## HOW TO COMPLETE THIS TASK:
Find the line that contains "Query: neck". Then set down that line and all the lines after it, to the end of the records, exactly and with nothing added.

(Records excerpted from a collection)
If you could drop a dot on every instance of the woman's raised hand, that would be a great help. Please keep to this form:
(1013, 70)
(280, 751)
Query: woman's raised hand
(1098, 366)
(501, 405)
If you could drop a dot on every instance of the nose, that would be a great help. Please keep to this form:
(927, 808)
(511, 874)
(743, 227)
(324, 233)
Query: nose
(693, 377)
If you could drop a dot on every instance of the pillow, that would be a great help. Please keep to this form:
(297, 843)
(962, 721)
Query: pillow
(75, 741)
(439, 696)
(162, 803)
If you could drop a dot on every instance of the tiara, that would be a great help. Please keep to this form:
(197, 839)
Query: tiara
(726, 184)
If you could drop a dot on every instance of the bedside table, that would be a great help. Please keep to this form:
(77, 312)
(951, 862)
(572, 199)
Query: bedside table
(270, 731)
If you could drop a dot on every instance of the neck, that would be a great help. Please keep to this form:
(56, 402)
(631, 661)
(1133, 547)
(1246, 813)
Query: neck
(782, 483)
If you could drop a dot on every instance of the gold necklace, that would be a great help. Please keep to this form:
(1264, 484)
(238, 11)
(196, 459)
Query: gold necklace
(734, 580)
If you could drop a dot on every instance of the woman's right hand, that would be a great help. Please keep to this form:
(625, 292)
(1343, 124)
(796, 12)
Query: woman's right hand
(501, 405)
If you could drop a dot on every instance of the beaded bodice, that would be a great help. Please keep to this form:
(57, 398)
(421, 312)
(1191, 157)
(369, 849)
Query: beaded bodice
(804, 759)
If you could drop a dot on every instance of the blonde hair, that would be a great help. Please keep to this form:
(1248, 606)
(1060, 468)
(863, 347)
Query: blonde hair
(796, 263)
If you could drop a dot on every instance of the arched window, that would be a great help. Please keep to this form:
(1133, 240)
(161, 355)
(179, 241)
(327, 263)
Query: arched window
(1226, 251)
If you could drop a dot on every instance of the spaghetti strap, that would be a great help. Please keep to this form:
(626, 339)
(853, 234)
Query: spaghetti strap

## REPLY TO THE TASK:
Query: neck
(782, 483)
If you could drop a dot on every instance of the gold necklace, that would be a great help. Please keep to this form:
(1264, 484)
(238, 11)
(196, 459)
Query: gold necklace
(734, 580)
If you could drop a dot on every instance of the woman's right hand, that would be a great help. Please keep to this form:
(625, 292)
(1343, 124)
(796, 12)
Query: woman's right hand
(501, 405)
If you could drop a dot on every instance of the beaded bodice, that would be a great help. Please keep to this form:
(57, 398)
(421, 312)
(1191, 157)
(369, 849)
Query: beaded bodice
(804, 759)
If you could drop a dot on every instance of the blonde hair, that would be a great help. Please keep to this form:
(1248, 606)
(1060, 468)
(863, 347)
Query: blonde hair
(796, 263)
If you could drop a dot on every instance of the arched window, that would be a great help. Please keep to this form:
(1133, 240)
(161, 355)
(179, 241)
(327, 263)
Query: arched window
(1226, 251)
If you could drop a dot on every instance of the spaghetti strap, that would be a great help. Please keep to this form:
(626, 339)
(853, 234)
Query: spaghetti strap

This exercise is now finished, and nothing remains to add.